[Records]
________________

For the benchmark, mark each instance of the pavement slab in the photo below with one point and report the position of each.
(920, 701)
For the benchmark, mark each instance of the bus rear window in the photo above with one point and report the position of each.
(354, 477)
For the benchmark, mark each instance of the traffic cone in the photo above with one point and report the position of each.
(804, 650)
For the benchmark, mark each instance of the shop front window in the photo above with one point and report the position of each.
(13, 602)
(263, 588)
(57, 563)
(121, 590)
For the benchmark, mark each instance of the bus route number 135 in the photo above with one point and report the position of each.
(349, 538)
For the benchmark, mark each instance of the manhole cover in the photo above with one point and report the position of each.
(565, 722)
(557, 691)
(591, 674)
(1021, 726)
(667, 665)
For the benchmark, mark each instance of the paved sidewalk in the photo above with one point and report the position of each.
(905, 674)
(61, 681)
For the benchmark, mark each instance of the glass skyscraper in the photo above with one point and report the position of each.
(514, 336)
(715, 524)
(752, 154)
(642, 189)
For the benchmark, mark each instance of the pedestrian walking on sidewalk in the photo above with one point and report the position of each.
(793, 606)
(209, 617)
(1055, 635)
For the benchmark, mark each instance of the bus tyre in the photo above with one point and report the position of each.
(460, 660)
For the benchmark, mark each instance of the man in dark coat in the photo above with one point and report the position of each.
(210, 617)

________________

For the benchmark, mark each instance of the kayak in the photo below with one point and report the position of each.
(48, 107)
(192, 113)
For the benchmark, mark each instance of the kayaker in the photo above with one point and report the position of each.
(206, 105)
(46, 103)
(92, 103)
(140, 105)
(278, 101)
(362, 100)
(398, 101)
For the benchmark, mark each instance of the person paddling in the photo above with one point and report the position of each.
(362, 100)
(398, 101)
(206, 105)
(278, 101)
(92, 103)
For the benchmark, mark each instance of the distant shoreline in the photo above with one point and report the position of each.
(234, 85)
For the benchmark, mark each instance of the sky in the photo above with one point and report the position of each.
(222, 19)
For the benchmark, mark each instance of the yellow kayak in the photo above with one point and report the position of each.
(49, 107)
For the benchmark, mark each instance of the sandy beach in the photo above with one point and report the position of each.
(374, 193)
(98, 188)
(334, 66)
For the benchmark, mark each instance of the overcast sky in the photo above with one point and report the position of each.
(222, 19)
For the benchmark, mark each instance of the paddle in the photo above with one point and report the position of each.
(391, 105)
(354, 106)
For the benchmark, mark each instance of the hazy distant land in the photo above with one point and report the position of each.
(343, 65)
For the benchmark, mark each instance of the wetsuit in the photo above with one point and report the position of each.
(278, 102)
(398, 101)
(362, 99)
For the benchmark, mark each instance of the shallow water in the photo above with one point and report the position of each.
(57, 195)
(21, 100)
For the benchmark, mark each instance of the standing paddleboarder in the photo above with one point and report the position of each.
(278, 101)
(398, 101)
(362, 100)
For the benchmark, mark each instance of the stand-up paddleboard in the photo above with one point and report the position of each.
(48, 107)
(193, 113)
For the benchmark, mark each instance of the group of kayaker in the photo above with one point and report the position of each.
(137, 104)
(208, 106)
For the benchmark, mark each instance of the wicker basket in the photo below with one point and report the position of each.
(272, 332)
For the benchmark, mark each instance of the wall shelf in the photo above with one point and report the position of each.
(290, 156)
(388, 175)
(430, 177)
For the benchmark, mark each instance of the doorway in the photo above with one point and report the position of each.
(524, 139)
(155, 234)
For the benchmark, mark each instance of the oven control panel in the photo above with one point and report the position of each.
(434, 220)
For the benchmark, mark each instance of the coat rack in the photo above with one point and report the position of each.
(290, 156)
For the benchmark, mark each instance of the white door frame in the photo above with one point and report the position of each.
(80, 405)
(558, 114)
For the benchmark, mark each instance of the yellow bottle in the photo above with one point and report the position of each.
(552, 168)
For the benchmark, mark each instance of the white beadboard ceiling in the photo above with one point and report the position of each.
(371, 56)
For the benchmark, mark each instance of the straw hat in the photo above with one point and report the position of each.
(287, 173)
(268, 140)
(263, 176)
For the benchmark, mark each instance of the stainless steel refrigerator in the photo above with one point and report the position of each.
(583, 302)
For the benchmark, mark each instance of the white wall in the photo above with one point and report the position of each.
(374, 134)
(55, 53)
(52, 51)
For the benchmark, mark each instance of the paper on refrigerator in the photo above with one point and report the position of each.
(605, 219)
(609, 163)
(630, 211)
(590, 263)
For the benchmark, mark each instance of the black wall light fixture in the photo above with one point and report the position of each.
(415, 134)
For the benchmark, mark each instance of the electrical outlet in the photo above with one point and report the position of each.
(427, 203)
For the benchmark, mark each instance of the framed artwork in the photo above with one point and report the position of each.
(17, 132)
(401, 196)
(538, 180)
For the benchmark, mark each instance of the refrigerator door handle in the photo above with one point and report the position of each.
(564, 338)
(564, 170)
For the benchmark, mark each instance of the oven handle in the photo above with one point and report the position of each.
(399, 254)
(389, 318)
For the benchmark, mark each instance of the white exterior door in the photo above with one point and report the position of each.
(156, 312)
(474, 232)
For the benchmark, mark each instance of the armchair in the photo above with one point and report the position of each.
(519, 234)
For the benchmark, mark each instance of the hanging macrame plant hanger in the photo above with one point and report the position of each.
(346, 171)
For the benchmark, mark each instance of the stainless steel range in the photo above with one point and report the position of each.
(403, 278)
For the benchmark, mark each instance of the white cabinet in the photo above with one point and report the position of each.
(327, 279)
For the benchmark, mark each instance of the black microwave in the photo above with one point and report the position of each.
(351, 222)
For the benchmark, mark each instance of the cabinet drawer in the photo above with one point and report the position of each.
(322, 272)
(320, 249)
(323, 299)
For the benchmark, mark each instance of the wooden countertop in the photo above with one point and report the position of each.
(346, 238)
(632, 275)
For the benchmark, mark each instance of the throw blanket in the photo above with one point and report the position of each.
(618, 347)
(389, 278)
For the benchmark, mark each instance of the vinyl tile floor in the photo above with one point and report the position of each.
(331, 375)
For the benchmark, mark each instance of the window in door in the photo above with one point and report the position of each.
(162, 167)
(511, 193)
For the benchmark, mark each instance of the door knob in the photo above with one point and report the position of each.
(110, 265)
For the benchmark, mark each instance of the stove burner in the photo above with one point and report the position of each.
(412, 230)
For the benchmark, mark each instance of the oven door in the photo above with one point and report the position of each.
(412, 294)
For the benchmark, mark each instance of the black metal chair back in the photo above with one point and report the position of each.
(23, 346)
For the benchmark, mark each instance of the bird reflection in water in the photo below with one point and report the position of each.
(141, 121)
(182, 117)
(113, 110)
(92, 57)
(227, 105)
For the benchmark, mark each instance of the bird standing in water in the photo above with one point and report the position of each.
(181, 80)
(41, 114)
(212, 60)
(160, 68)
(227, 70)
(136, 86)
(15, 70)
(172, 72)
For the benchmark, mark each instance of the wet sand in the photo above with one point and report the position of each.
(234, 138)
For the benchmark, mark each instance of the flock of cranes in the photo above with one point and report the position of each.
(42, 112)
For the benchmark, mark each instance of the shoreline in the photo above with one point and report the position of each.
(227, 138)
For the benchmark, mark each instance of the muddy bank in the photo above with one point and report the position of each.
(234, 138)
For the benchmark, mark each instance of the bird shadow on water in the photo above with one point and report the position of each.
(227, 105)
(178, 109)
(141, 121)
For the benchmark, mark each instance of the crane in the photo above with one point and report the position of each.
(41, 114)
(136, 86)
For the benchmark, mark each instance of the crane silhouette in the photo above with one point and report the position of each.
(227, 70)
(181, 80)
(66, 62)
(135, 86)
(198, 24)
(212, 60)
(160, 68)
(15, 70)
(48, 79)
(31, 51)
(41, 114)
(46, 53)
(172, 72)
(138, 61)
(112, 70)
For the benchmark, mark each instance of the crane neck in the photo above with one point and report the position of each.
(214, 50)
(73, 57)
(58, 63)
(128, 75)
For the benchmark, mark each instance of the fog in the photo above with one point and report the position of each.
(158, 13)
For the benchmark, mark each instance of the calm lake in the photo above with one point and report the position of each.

________________

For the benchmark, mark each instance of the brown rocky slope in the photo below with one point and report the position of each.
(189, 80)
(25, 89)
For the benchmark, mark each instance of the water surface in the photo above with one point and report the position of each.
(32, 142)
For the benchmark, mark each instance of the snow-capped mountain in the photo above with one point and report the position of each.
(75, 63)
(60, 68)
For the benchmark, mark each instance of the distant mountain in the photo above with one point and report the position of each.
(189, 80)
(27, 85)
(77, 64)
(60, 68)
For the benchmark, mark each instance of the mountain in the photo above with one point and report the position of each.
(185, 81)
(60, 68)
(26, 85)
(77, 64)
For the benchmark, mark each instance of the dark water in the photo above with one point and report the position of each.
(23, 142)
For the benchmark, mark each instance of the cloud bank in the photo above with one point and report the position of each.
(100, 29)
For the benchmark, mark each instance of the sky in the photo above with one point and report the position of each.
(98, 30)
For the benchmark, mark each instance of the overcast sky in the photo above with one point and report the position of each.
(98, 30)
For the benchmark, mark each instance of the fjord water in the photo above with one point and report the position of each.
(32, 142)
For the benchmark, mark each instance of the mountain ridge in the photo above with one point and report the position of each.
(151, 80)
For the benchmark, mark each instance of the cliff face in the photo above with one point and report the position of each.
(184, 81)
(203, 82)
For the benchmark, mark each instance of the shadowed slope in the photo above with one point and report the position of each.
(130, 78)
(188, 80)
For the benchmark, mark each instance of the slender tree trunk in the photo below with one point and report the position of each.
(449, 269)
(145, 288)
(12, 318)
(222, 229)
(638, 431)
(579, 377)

________________

## Request:
Tally the lines of the items above that contain the string "steel", treating uppercase and lowercase as different, and give only the number.

## The reply:
2